**Given records:**
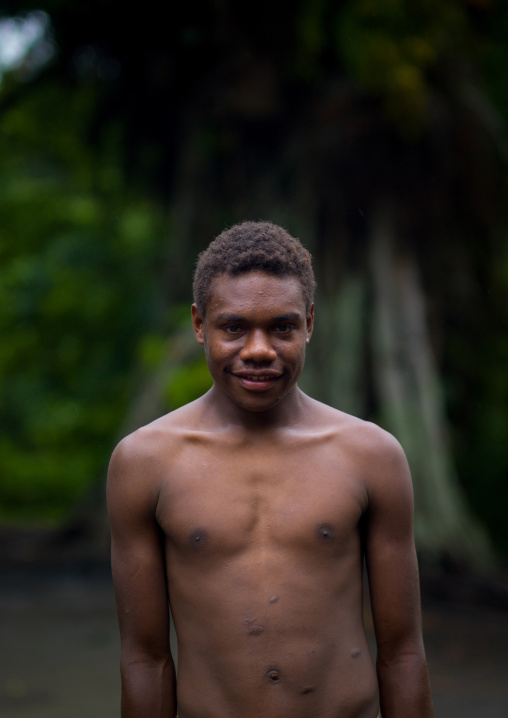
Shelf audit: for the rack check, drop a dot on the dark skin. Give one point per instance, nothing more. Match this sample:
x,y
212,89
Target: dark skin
x,y
251,510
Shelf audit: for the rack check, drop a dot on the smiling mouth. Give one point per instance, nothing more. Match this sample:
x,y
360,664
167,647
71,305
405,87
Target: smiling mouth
x,y
249,377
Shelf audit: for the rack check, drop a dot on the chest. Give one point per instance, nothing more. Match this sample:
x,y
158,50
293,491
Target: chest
x,y
221,502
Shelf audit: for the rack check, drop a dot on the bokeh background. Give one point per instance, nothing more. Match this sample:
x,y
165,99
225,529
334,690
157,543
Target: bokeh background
x,y
374,130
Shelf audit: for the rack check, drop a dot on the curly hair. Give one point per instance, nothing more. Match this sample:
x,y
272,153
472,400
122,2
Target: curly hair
x,y
253,246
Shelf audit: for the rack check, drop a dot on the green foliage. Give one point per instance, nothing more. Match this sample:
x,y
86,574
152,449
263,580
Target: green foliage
x,y
391,47
78,255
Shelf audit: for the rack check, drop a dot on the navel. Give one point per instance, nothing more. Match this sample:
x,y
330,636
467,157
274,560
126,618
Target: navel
x,y
325,532
198,538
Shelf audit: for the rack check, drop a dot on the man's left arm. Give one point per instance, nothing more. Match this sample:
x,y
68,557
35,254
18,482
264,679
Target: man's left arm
x,y
404,687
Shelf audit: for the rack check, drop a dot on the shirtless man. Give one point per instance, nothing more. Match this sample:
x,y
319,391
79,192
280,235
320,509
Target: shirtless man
x,y
250,512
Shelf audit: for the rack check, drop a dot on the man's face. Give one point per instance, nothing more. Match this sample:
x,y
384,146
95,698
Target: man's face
x,y
255,333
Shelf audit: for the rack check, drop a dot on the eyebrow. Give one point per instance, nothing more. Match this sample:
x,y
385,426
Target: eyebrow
x,y
289,317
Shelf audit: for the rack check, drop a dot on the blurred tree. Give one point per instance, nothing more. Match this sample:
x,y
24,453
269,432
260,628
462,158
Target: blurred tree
x,y
365,128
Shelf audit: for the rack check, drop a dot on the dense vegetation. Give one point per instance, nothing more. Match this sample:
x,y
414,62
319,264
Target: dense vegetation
x,y
138,136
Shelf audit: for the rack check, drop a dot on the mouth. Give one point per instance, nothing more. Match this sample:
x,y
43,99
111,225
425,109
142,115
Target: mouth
x,y
257,382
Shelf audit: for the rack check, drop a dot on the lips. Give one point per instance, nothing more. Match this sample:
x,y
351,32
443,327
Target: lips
x,y
253,377
257,381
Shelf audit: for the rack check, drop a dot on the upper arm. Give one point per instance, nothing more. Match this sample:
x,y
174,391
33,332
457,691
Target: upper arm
x,y
137,551
390,552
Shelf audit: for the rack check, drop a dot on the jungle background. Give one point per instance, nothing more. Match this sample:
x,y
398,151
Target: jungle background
x,y
376,131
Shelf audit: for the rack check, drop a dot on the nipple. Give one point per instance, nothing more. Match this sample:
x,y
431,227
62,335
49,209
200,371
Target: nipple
x,y
273,675
325,532
198,537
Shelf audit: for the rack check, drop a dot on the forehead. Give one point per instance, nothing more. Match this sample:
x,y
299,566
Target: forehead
x,y
256,290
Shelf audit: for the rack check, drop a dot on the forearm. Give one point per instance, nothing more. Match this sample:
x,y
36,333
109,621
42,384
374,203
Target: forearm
x,y
148,688
404,687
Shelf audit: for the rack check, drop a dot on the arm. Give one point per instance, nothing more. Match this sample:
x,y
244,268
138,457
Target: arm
x,y
139,576
394,586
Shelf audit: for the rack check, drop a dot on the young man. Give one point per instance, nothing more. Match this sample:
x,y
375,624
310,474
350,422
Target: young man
x,y
250,512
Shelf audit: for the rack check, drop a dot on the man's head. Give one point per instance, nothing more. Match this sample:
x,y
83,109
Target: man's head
x,y
253,246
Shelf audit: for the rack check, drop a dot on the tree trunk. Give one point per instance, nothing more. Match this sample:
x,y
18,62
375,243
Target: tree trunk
x,y
411,404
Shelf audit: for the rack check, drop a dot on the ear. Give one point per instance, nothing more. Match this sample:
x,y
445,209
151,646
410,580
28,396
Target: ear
x,y
197,324
310,323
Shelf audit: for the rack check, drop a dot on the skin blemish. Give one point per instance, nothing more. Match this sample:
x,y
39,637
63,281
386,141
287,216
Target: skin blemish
x,y
325,532
198,538
253,628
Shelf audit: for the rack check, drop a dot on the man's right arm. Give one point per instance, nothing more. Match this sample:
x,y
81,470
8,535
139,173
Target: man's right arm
x,y
139,576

**Task statement:** In the copy, each entry above must match exactly, and no picture may be carried over.

**Written reply:**
Shelf audit: for the rack check, drop a dot on the dark skin. Give one point per instance, nothing more. Match this sample:
x,y
212,89
Target: dark skin
x,y
251,510
Shelf audit: for the rack check, drop a dot on the smiling mouth. Give one point per instance, nothing more. Match this sample:
x,y
360,664
167,647
71,305
405,87
Target: smiling mouth
x,y
249,377
Shelf audit: for the rack check, drop a dot on the chest. Give one point per instance, nothing more. Match this sample:
x,y
158,50
293,491
Target: chest
x,y
221,502
Shelf audit: for the rack check, drop a dot on the bokeh background. Give one point per instance, nothing more. Match this sample:
x,y
165,99
225,529
334,690
157,543
Target: bokeh background
x,y
374,130
Shelf audit: for the rack check, drop a dot on the curly hair. Give one point per instance, nothing more. Match this sample:
x,y
272,153
472,400
122,2
Target: curly hair
x,y
253,246
Shelf audit: for the rack check, drop a dot on the green foliage. Give one point per instance, nothing more. Match this sample:
x,y
86,574
152,449
263,580
Target: green foliage
x,y
391,47
78,255
Shelf audit: for the rack check, drop a dot on the navel. Give one point per instance, nothing more. Match this sample:
x,y
330,636
467,157
274,560
126,618
Target: navel
x,y
325,532
198,538
Shelf audit: for the rack check, drop a dot on the man's left arm. Give one point per instance, nothing more. Match this sample:
x,y
68,557
35,254
18,482
264,679
Target: man's left arm
x,y
404,687
Shelf audit: for the rack check, drop a dot on the shirtless man. Give one point per instance, nothing more. Match this sample:
x,y
319,391
79,192
280,235
320,509
Target: shirtless man
x,y
250,512
Shelf audit: for the rack check, drop a dot on the man's face. Give one point per instance, nothing more. Match this sample:
x,y
384,146
95,698
Target: man's face
x,y
255,333
Shelf audit: for the rack check, drop a dot on the eyebrow. Give one point per instance, nothing more. Match this sample:
x,y
385,426
Target: eyebrow
x,y
289,317
Shelf audit: for the rack check, drop a dot on the blurred tree. Give one point per instance, nothing more. Match this sample:
x,y
24,453
269,432
260,628
462,158
Target: blurred tree
x,y
365,128
Shelf audit: for the rack check, drop a dot on the dense vegetation. Give one point per instance, nothing more. Match this sample:
x,y
414,62
319,264
Target: dense vegetation
x,y
138,136
Shelf audit: for the rack check, drop a dot on the mouth. Give one point per instance, nothing more. Match this sample:
x,y
43,99
111,225
425,109
142,115
Target: mouth
x,y
257,382
Shelf audit: for the rack check, drop a dot on the lips. Give one point per instance, nothing more. Match this sample:
x,y
351,32
443,327
Target: lips
x,y
253,377
257,381
Shelf audit: for the rack check, drop a dot on the upper arm. Give one point per instance, nothing more. Match this sample:
x,y
174,391
33,332
457,691
Target: upper arm
x,y
137,551
390,552
Shelf audit: for the rack check, drop a dot on the jungle background. Give one point per instance, nothing more. Match this sample:
x,y
398,151
Target: jungle background
x,y
376,131
Shelf audit: for the rack check, drop a dot on the nipple. Give one point per instance, nothing more. Match this sample:
x,y
431,227
62,335
49,209
200,371
Target: nipple
x,y
273,675
325,532
198,537
Shelf audit: for the rack check, drop a dot on the forehead. Give one point per instance, nothing more. Match this sample:
x,y
299,566
Target: forehead
x,y
256,290
Shelf audit: for the rack check, drop a dot on the forearm. Give one point per instance, nothing more. Match this sample:
x,y
36,333
109,621
42,384
374,203
Target: forearm
x,y
148,688
404,687
Shelf audit: for the rack check, drop a dot on the arm. Give one point per instance, nothing more. Match this sample:
x,y
244,268
138,457
Target: arm
x,y
139,576
394,586
Shelf audit: for the rack check, drop a dot on the young man. Give one point per instance, nothing more. Match this sample:
x,y
375,624
310,474
350,422
Target: young man
x,y
250,512
Shelf audit: for the rack check, drop a dot on the man's head. Give one point per instance, nothing more. Match this sample:
x,y
83,109
Target: man's head
x,y
253,246
Shelf audit: for the rack check, drop a dot on the tree trunk. Give one point per instance, nothing more. Match this sample:
x,y
18,62
375,243
Target: tree trunk
x,y
411,404
Shelf audit: for the rack check, drop a dot on the ear. Give one point per instance, nothing more. Match this sample:
x,y
445,209
151,646
410,580
28,396
Target: ear
x,y
197,324
310,323
Shelf audit: for the rack check, drop a dot on the skin blemish. Give one point per instance, nothing more. Match this sample:
x,y
39,637
63,281
386,141
287,216
Target: skin blemish
x,y
325,532
198,538
253,628
Shelf audit: for the rack check, drop a dot on the man's right arm. Give one point per instance, nothing more. Match this sample:
x,y
81,470
8,535
139,173
Target: man's right arm
x,y
139,576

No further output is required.